● **Problem requirements**:
For every record that follows, write out the text exactly and omit the picture, if one is present.

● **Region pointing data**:
━━━━━━
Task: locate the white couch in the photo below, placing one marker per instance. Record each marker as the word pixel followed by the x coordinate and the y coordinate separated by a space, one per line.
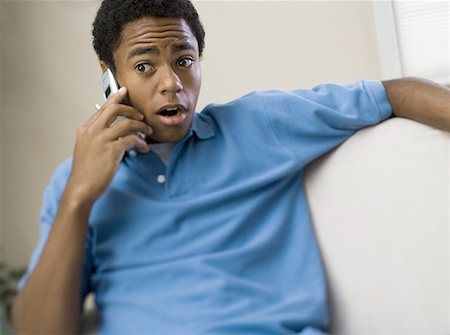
pixel 380 207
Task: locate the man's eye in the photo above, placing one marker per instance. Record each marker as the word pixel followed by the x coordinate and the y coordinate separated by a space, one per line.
pixel 185 62
pixel 143 68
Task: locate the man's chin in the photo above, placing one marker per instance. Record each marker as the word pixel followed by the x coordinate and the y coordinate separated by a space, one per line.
pixel 165 138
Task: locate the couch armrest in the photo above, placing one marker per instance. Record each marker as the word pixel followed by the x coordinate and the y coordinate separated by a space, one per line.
pixel 380 208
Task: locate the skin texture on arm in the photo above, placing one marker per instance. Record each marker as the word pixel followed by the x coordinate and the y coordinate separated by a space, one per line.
pixel 420 100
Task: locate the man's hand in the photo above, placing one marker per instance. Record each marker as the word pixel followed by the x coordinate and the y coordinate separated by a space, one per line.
pixel 420 100
pixel 100 146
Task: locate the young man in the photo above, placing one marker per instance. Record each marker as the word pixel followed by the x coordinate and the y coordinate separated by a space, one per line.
pixel 207 230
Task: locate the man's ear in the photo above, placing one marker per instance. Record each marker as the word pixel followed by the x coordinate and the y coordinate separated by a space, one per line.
pixel 103 65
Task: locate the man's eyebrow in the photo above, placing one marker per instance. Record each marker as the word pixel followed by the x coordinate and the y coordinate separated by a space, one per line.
pixel 143 51
pixel 181 47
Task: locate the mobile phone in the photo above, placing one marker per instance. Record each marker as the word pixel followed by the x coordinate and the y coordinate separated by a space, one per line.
pixel 109 84
pixel 109 88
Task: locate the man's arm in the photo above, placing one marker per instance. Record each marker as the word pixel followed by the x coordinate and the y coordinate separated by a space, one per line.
pixel 420 100
pixel 50 301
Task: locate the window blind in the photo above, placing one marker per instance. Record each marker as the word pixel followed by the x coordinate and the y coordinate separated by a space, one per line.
pixel 423 29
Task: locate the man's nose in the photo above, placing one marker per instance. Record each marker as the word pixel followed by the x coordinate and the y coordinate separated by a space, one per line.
pixel 169 82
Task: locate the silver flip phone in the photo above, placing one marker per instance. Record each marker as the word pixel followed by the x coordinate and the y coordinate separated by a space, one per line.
pixel 109 88
pixel 109 84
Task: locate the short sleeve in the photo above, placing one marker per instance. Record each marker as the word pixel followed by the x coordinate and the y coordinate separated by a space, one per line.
pixel 51 198
pixel 308 123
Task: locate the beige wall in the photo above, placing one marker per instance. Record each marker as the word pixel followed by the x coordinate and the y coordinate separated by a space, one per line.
pixel 50 78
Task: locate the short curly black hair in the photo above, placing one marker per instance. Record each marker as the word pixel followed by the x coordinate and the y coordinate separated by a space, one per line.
pixel 113 15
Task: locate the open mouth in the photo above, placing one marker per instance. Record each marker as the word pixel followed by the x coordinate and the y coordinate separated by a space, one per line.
pixel 169 112
pixel 172 116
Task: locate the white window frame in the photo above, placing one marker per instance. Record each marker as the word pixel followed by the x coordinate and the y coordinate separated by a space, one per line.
pixel 388 42
pixel 387 35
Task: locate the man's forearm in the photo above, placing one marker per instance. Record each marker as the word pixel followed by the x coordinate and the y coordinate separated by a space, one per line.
pixel 420 100
pixel 50 301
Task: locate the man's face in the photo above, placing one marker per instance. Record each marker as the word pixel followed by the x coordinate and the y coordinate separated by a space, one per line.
pixel 158 62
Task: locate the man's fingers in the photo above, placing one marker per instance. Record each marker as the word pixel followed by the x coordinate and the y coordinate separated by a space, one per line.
pixel 127 127
pixel 133 141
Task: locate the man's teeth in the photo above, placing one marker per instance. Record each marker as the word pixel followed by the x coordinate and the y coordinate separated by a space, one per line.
pixel 169 112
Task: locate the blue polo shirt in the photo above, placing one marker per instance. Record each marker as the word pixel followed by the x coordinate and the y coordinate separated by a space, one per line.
pixel 220 240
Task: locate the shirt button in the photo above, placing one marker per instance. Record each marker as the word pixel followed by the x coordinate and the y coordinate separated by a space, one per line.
pixel 161 179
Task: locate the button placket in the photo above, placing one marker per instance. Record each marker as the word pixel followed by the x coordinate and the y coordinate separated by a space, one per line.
pixel 161 179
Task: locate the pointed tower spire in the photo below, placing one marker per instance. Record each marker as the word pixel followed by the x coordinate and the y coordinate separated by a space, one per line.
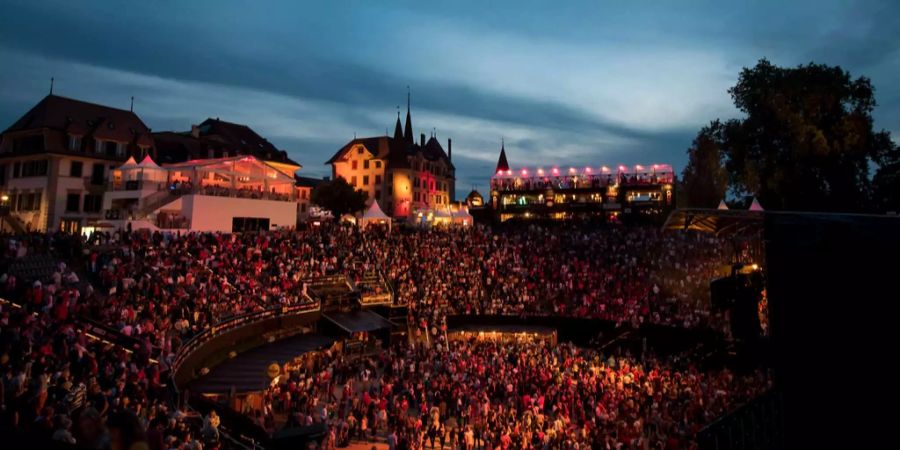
━━━━━━
● **Answer space**:
Task: locate the white couch in the photo below, placing one marker per instance. Record each marker as the word pixel followed by the x coordinate and the y coordinate separated by a space, one per line.
pixel 380 207
Task: locate the man's eye in the photo above, placing one marker per instance. Record each marker as the word pixel followed by the x coordinate and the y coordinate separated by a space, one per line.
pixel 185 62
pixel 143 68
Task: locate the man's chin in the photo above, placing one marker per instance. Record each marker as the word pixel followed by the x coordinate and the y coordinate separated by a space, one per line.
pixel 165 138
Task: locate the couch armrest in the photo above, placing one marker per instance. Record each marker as the word pixel followed by the x coordinate and the y coordinate separated by a space, one per line.
pixel 380 208
Task: locate the skin texture on arm in the photo above, placing one marker per instance. Record each marker as the word pixel followed by the x coordinate and the y coordinate separated by a space, one per line.
pixel 420 100
Task: locate the man's hand in the photo above, placing one marker per instance. Record each marker as the word pixel followed by the x coordinate and the y coordinate separated by a space, one per line.
pixel 420 100
pixel 100 146
Task: locate the young man in the photo above, placing one marker per instance. Record each marker as the word pixel followed by the x coordinate and the y coordinate separated by a space, one per line.
pixel 207 230
Task: locate the man's ear in the photo above, placing one marker per instance. Record each marker as the word pixel followed by the x coordinate and the y coordinate separated by a space, one per line.
pixel 103 65
Task: locate the man's eyebrow in the photo above, placing one marker per instance. Record each marker as the word pixel followed by the x coordinate and the y coordinate separated by a space, one per line.
pixel 143 51
pixel 181 47
Task: locate the mobile phone in the photo above, placing one marker per instance. Record each marker as the word pixel followed by the x coordinate and the y coordinate separated by a space, one per line.
pixel 109 84
pixel 109 88
Task: locate the man's arm in the photo above, placing one marker per instance. Record each marker as the word pixel followed by the x coordinate and the y coordinate separated by a space, one per line.
pixel 420 100
pixel 50 301
Task: locate the window blind in the photo above, placing one marker per instance. Record each marker as the word pixel followed by the x coordinate and the y coordinate separated by a space, one per line.
pixel 423 29
Task: locate the man's nose in the photo above, placing one marker per instance. Record each marker as the word pixel followed by the x coordinate and the y coordinate separated by a space, one per line.
pixel 169 82
Task: locate the silver flip phone in the photo above, placing one marker per instance. Record each marker as the word pixel followed by the x coordinate and the y coordinate separated by a space, one per line.
pixel 109 88
pixel 109 84
Task: locate the short sleeve in the photo above, placing one marker per instance. Record each marker as the word pixel followed by the x coordinate and the y coordinate separated by a space, one per line.
pixel 51 198
pixel 308 123
Task: locate the beige wall in the photo above, placing one marker per instance. Record each marker as the word pixel followed by the x coordinate and the y coordinate separated by a space, one per line.
pixel 50 78
Task: locate the short curly black hair in the photo above, placing one marker per instance. Record each marker as the word pixel followed by the x coordinate and the y coordinate separated by a space, one per line.
pixel 113 15
Task: locate the open mouth in the photo above, placing one marker per instance. Record each marker as the word pixel followed by the x coordinate and the y coordinate separated by a space, one per line.
pixel 169 112
pixel 172 116
Task: locate the white window frame in the photo above, placing one marker per instance. Record each marker as the word pixel followed by the x coordinate and the y coordinate separated by a space, one per line.
pixel 388 42
pixel 387 35
Task: locate the man's forearm in the photo above, placing one marker per instance. Record each marker as the word pixel followed by the x coordinate and the y coordinate separated by a space, one per line.
pixel 420 100
pixel 50 301
Task: locate the man's face in the photo above, placing one marker per instance. Record each marker as the word pixel followed by the x coordinate and the y coordinate separated by a space, one per line.
pixel 158 62
Task: locate the man's fingers in the photo above, placing one marker per instance. Record each marker as the word pixel followed by the x coordinate and the y coordinate separated by a space, one per line.
pixel 127 127
pixel 133 141
Task: locate the man's teeth in the photo above, placing one marker per instance. Record each marker as the word pixel followed by the x coordinate and the y coordinate separated by a space, one per line.
pixel 169 112
Task: locate the blue polo shirt in the photo above, placing one marker per instance. Record each marker as the word pixel followed by the x coordinate and the y coordinate separated by a space, one per line.
pixel 220 240
Task: locate the shirt button in the photo above, placing one marker per instance. Record each marker as the word pixel followed by the x coordinate and the y coordinate separated by a space, one per line.
pixel 161 179
Task: locate the button placket in the photo above, placing one marker per instance. Record each marker as the word pixel followed by the x coordinate and the y coordinate separated by a space, one per line.
pixel 161 179
Task: locate the pointed tower spire in the photo below, placing one marker per instance. Record each marker as the word pixel followed by the x coordinate and the y coordinate separated by a space, one per line.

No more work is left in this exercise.